[utama] Alquran | Hadis Qudsi | Hadis Shahih Bukhari dan Muslim |Doa
[Kami] Kontak | Visi & Misi | Iklan | Link Bersama Kami
[ukhuwah] Webmail| Milis | Buku Tamu
HOME
Wanita Bertanya Ulama Menjawab
Uneq-Uneq
Resep
Profil Muslimah
Oase Ilmu
Muslimah & Media
Kisah Nabi
Kiat Muslimah
Jurnal Muslimah
Cantik & Sehat
Bisnis Muslimah
Agenda Muslimah

Tak Senikmat yang Ku Rasa
Jurnal Muslimah - Monday, 15 November 2004

Kafemuslimah.com Seorang wanita melambaikan tangannya ketika aku keluar dari pintu stasiun Kawanishi noseguchi. Seseorang yang sangat aku kenal, ibu Fujita. Beliau dan suaminya adalah orang tua angkat kami sejak di tinggal di Kobe 2 tahun yang lalu. Mereka berumur sekitar 60-an tahun, tetapi selalu terlihat bersemangat dalam mengejar laju kehidupan Jepang yang kencang, sekencang shinkansen, kereta cepat kebanggan negeri sakura.

“Selamat siang, apa kabar, kalian sehat-sehat saja?” suara ramah meluncur dari bibirnya.

“Sehat, terima kasih. Bapak dan ibu sehat juga?” tanyaku berbalas santun.

“Sehat, terima kasih” jawabnya sambil menggandeng tangan anak perempuanku yang berumur 4 tahun.

Ibu Fujita memang sengaja menjemput kami di stasiun terdekat dari tempat tinggalnya. Hari itu aku diminta untuk memperkenalkan Indonesia kepada siswa kelas 5 SD di kampungnya. Tidak ada alasan bagiku untuk menolak permintaan beliau, mungkin ini salah satu cara untuk membalas kebaikan keluarga fujita selama ini karena begitu banyak yang telah beliau dan suaminya lakukan untuk kami.

Sambil berjalan menuju tempat parkir mobil, ibu Fujita asyik bercanda dengan anakku. Mereka memang sangat dekat, sudah seperti nenek dan cucu. Sementara aku sibuk menghapal kembali materi yang akan aku sampaikan kepada siswa-siswa SD nantinya.

Waktu masih menunjukkan pukul 11.30 waktu Kobe, masih ada sekitar dua jam sebelum acara di SD mulai. Seperti rencana sebelumnya, kami singgah dulu beberapa saat di rumah ibu Fujita untuk melepas lelah setelah menempuh perjalanan satu setengah jam lamanya.

“Fitri…bukankah sekarang ramadhan” tanya ibu Fujita di dalam mobil yang sedang melaju menuju rumahnya.

“Iya benar…kok ibu tahu” kataku balik bertanya.

TUJUAN LATIHAN
Menurut teks kutipan di atas, kepada siapa pencerita diminta memperkenalkan Indonesia?

DATA YANG DIBERIKAN

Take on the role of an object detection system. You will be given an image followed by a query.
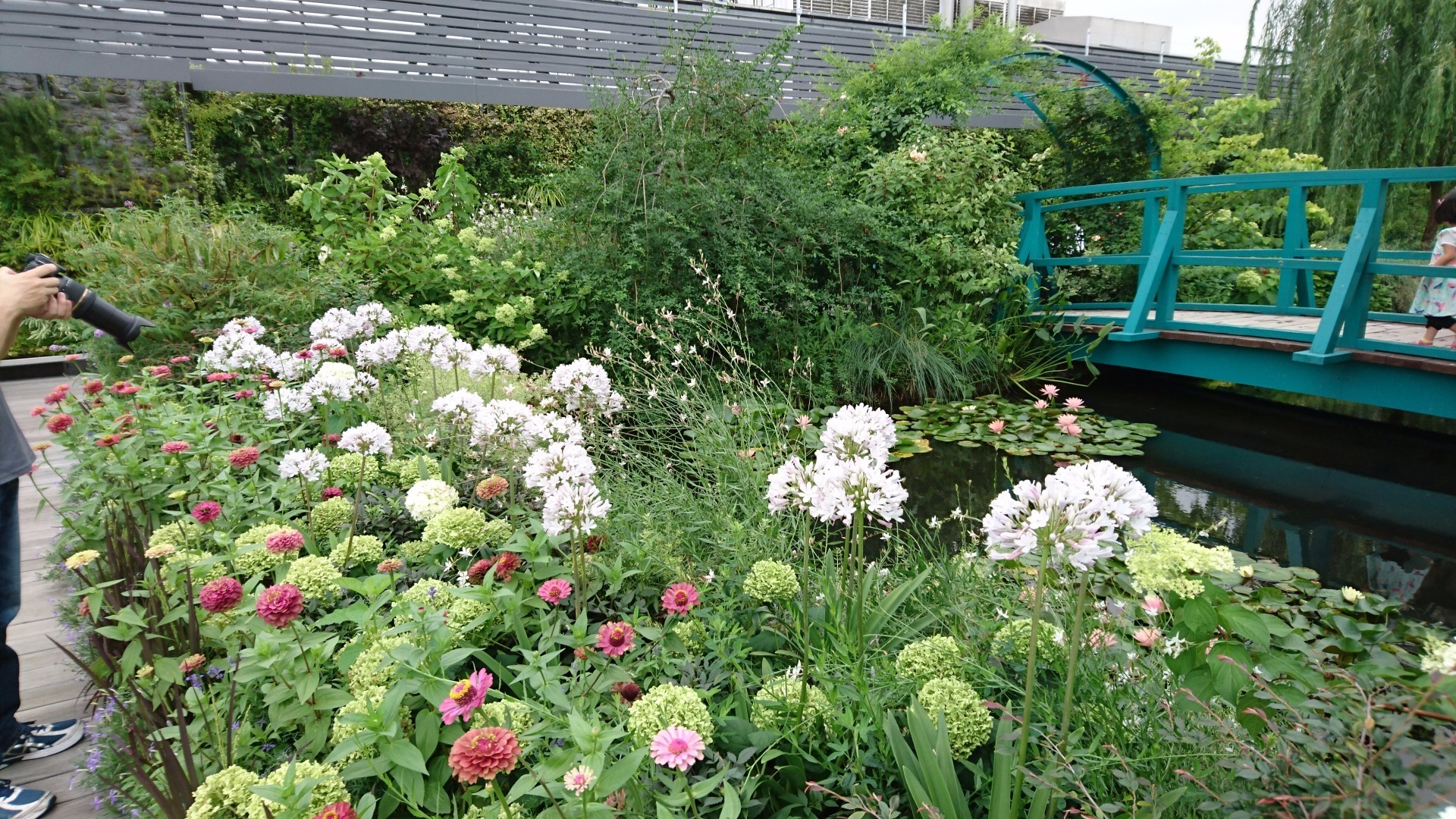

HASIL TUGAS
Kepada siswa kelas 5 SD di kampung ibu Fujita.